Excerpt from a dataset

▬▬▬▬▬▬▬▬▬▬

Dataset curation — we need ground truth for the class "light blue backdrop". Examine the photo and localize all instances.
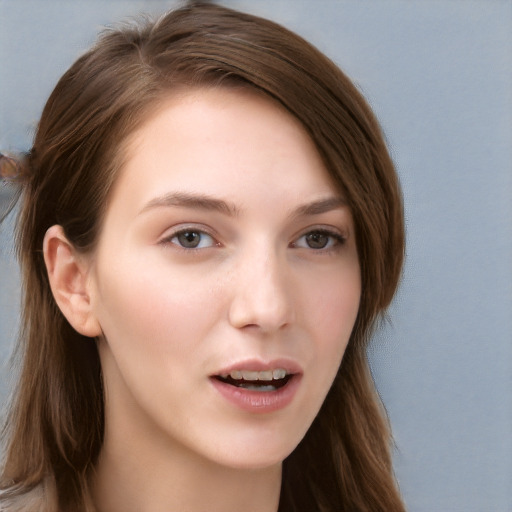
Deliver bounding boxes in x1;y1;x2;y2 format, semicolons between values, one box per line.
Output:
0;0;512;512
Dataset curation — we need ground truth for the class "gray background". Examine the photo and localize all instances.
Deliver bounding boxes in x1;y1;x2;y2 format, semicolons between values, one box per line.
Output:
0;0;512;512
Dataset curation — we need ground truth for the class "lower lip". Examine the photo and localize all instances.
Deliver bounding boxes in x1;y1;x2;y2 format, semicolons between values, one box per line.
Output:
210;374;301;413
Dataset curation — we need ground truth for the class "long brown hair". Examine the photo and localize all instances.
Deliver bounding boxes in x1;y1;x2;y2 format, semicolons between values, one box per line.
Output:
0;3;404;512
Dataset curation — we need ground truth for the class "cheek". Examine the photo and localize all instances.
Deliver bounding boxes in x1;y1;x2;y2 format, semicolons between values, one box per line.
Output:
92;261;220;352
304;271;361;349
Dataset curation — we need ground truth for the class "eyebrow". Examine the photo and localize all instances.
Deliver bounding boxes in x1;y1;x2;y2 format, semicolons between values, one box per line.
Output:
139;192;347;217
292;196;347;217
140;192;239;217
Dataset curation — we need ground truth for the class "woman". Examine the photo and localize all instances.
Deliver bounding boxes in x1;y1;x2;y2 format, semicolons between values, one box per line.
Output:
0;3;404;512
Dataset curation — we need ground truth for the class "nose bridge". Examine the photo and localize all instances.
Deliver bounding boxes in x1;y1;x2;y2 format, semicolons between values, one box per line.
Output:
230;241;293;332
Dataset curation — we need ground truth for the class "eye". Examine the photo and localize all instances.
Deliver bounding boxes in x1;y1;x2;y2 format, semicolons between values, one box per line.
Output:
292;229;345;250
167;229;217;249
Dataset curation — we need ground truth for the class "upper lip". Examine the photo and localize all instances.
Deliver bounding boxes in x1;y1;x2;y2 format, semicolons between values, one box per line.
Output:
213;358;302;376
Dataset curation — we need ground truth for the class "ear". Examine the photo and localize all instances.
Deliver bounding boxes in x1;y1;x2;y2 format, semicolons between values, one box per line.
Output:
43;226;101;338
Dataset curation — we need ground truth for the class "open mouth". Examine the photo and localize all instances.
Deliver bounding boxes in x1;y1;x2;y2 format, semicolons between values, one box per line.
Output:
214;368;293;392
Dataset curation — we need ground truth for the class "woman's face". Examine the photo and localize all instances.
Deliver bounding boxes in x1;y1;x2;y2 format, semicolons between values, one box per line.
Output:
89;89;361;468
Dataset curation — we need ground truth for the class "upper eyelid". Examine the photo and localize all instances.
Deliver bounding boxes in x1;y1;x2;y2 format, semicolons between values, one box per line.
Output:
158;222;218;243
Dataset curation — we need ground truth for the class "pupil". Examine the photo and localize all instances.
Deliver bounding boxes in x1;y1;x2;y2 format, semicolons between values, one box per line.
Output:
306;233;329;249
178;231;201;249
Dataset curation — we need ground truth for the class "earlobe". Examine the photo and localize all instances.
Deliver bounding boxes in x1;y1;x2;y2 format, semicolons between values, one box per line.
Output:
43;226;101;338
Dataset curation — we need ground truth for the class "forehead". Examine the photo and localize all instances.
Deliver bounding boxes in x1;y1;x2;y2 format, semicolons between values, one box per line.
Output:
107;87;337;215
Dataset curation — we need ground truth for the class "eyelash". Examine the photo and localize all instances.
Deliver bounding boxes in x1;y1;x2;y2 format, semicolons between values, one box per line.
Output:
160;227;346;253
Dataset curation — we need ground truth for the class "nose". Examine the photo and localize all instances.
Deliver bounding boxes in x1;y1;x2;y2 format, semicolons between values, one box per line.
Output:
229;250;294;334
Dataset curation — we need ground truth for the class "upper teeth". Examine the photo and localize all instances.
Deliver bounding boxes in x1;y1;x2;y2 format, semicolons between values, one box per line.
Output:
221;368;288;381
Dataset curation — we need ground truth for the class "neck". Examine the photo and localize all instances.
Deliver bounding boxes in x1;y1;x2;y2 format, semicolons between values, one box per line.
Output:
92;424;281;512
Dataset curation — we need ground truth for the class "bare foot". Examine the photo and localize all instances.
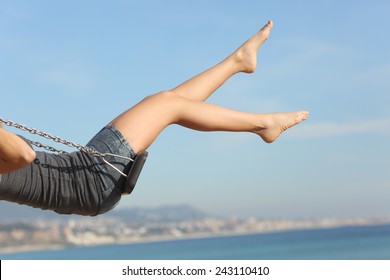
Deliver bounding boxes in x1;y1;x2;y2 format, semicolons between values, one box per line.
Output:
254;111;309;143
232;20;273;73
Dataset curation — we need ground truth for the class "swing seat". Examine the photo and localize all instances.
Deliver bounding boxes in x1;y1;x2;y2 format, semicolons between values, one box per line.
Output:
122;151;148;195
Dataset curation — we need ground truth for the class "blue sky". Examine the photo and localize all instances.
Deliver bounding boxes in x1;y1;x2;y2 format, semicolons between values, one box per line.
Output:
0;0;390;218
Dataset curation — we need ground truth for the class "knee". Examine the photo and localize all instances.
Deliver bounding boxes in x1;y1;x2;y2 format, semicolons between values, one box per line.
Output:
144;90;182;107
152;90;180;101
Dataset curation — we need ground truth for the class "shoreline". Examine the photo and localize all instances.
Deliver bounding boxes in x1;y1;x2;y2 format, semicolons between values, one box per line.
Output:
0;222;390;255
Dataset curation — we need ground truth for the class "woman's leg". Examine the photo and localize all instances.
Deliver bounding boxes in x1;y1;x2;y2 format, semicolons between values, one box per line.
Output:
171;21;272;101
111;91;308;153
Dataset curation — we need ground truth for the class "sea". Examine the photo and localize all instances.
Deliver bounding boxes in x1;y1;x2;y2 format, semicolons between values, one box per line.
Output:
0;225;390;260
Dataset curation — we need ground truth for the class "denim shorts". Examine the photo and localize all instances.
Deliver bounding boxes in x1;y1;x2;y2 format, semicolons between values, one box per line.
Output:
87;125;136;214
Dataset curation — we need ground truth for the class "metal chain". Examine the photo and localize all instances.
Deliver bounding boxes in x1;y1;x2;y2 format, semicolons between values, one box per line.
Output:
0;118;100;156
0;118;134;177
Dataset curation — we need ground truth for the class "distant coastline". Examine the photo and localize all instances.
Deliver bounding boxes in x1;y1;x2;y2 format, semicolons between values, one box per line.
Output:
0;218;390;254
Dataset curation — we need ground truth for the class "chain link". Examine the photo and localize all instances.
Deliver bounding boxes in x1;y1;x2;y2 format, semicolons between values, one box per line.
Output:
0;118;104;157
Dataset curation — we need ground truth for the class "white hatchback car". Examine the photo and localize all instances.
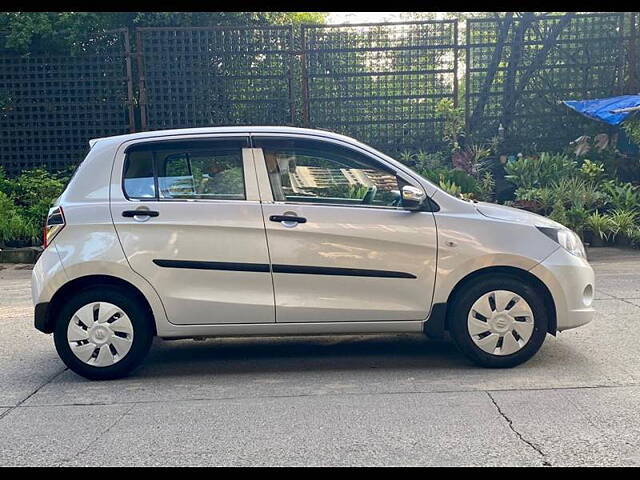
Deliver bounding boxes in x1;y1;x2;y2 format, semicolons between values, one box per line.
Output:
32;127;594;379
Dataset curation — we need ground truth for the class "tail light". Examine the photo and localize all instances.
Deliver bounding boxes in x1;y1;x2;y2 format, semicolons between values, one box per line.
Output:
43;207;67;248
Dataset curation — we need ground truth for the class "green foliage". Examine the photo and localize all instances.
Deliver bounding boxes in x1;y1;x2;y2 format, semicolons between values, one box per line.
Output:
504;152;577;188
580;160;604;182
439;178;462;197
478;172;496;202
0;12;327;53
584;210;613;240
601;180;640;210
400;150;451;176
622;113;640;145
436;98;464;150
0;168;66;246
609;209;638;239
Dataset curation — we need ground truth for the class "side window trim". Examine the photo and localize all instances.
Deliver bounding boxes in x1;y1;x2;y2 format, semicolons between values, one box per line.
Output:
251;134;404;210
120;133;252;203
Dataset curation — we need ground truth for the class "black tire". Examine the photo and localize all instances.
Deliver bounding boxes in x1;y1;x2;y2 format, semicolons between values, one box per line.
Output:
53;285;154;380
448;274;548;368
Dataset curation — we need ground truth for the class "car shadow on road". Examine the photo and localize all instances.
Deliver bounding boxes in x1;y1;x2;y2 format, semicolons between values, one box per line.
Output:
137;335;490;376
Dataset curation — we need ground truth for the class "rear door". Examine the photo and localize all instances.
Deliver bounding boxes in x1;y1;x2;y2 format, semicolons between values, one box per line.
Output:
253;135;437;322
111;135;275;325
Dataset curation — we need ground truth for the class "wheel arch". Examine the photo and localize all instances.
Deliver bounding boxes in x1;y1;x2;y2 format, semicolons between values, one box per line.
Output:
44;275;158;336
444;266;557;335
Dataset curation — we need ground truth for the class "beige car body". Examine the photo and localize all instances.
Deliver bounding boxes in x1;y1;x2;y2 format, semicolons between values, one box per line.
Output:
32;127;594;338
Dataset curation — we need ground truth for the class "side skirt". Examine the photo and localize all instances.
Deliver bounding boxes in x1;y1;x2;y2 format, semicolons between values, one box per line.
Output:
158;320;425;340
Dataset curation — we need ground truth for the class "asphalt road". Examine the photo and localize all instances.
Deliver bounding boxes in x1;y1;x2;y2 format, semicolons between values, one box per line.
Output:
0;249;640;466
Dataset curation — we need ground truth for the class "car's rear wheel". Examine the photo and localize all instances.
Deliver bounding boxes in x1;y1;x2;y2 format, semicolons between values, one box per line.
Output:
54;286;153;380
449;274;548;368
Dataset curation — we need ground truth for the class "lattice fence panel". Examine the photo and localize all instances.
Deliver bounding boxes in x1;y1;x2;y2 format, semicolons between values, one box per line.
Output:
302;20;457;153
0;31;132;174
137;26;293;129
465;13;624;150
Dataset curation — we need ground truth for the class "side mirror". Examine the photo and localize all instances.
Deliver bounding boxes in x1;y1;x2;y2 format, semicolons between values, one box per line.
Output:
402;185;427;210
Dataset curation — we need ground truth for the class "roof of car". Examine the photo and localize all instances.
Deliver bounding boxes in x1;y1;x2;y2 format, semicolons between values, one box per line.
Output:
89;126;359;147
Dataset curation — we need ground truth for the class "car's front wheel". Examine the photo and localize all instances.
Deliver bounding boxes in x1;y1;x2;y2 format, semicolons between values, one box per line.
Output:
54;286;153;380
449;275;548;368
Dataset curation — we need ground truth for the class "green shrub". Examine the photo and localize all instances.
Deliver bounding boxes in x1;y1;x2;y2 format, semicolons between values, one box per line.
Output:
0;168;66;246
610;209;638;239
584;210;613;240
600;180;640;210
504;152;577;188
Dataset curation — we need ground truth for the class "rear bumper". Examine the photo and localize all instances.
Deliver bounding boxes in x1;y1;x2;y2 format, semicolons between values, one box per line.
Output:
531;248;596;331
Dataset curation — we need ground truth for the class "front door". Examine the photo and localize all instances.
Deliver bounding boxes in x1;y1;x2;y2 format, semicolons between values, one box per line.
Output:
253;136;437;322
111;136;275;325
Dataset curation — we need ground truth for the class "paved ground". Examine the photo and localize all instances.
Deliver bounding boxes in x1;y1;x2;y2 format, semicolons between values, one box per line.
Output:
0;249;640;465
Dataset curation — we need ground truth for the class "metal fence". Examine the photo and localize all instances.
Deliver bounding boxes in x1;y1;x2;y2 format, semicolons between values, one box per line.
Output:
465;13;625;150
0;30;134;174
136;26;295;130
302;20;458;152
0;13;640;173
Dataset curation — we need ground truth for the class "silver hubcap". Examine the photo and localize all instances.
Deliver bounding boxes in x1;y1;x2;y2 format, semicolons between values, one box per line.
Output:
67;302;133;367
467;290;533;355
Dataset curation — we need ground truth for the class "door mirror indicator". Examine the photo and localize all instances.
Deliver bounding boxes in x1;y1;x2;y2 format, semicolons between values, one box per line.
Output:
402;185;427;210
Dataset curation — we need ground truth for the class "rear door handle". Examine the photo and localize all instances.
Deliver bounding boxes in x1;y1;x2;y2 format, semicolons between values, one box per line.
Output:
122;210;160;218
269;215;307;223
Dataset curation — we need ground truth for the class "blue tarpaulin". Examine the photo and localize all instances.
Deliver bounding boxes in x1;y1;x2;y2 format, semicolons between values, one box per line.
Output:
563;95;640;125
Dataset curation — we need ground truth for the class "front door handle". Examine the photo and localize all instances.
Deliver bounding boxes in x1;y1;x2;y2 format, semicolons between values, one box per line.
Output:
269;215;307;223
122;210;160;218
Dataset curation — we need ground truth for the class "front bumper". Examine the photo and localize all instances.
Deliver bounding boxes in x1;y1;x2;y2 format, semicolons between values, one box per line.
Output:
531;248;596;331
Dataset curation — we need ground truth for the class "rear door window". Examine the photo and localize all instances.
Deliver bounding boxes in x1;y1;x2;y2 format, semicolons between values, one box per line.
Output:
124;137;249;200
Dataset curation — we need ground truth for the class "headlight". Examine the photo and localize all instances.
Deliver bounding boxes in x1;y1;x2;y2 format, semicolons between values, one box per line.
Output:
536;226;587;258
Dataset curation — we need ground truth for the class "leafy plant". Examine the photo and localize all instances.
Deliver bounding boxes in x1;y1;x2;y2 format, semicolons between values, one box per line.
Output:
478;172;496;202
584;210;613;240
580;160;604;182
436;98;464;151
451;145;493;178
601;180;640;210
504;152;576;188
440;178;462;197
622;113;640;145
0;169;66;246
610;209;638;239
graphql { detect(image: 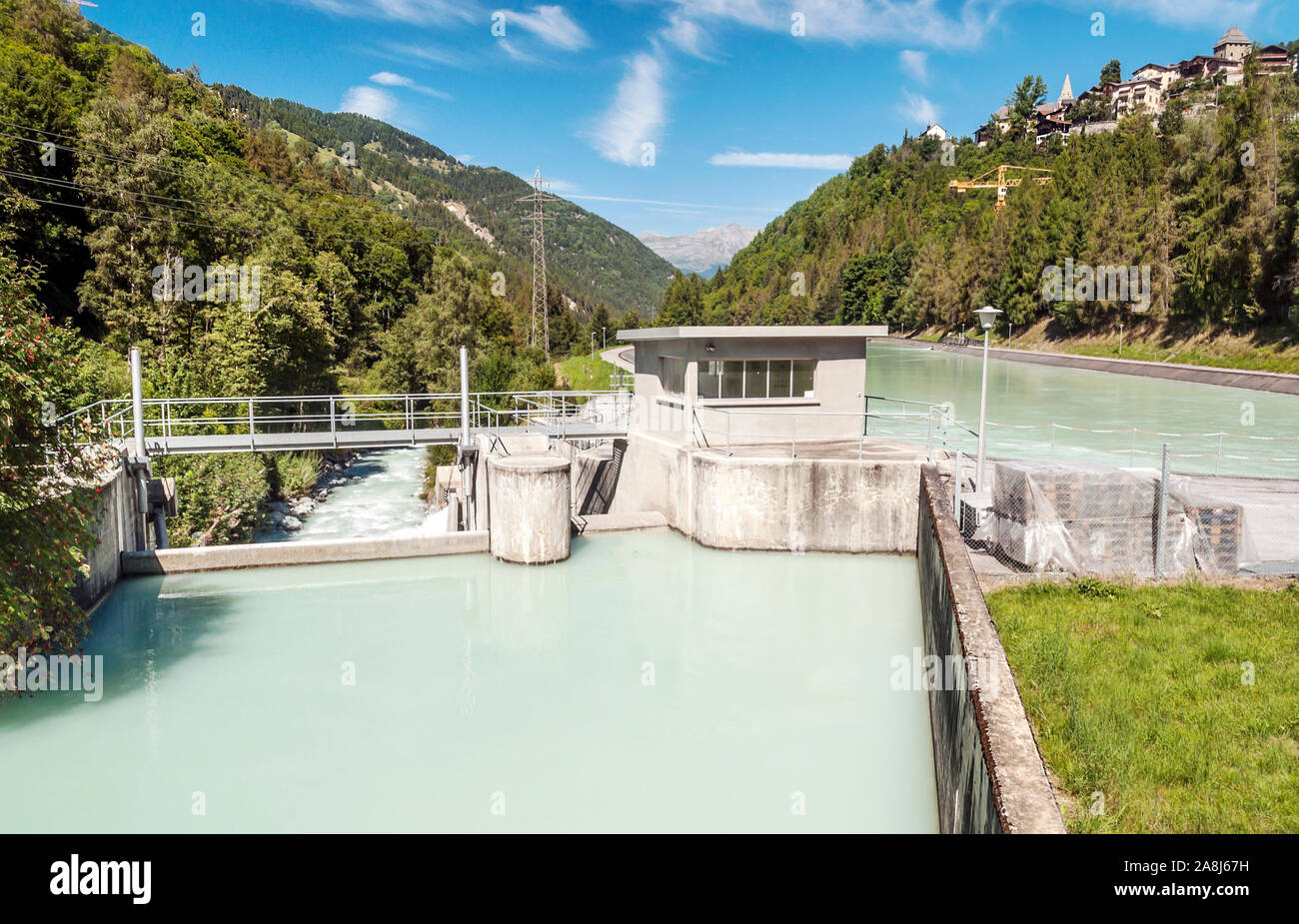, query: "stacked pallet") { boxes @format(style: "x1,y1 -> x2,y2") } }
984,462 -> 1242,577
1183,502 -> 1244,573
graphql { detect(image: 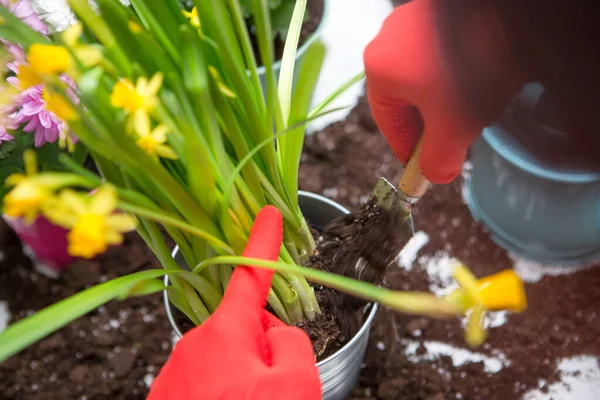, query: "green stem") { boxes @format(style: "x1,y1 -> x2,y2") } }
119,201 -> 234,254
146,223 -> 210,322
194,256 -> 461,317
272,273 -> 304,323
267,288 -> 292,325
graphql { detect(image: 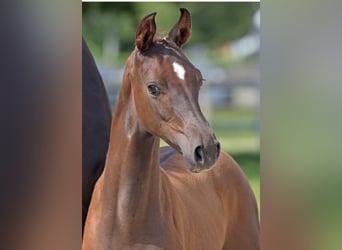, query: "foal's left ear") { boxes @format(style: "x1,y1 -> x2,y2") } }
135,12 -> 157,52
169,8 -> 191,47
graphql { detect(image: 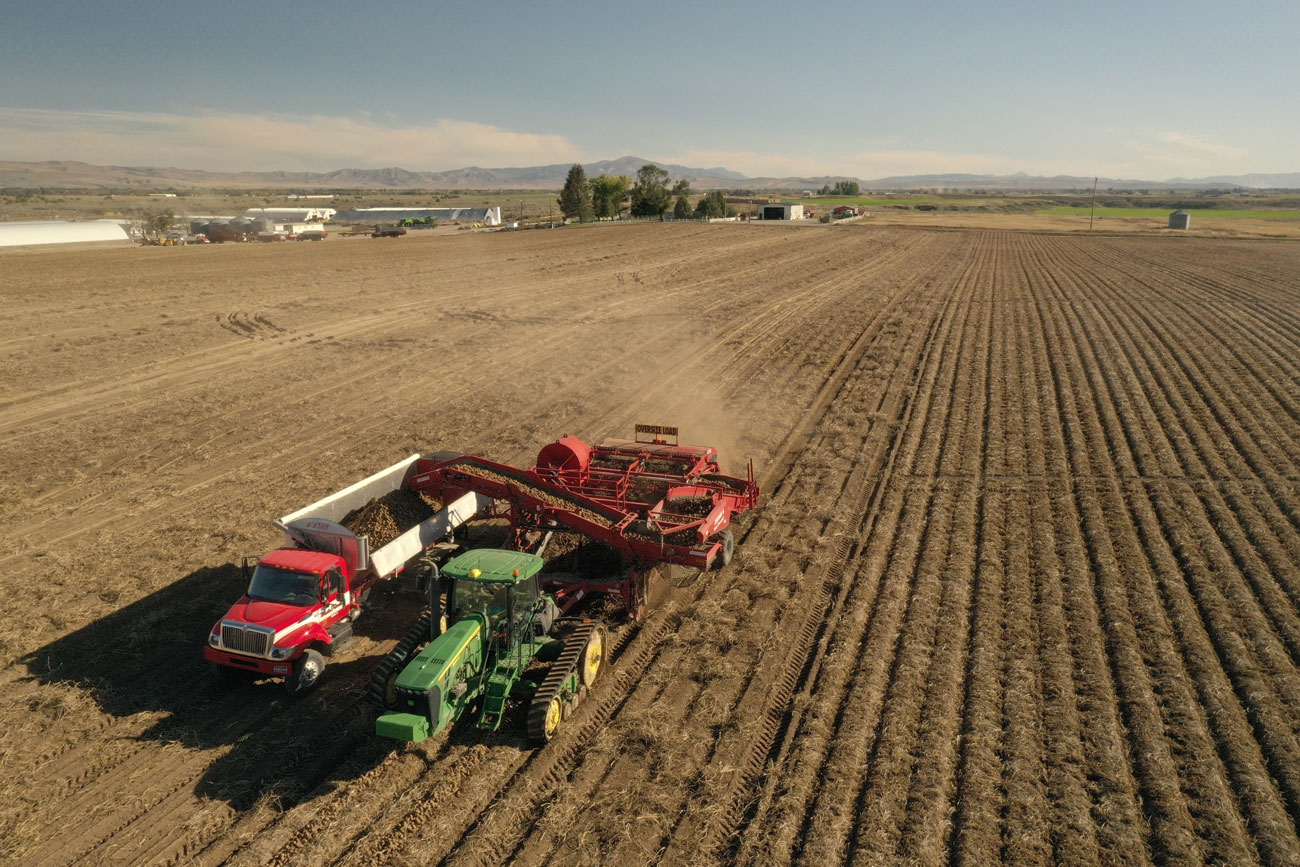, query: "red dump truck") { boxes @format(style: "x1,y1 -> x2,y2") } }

▬▬▬▬▬▬▬▬▬▬

• **EXERCISE INSTRUCTIONS**: Gather every line of the data above that contains the string "wheel", and copy each one out. Treat uppercase and lowercase as different.

• **FINAL RESULT**:
Dataset curation — we need ground truth for the class "wheel arch". Examine the photo and localize all instances.
Dataset curation — we need ground truth for the class "car's rear wheel". Examine the photo and localize all instances.
Dataset curation — we need ground truth for the class "car's front wheel". Examine the photo and localize all instances.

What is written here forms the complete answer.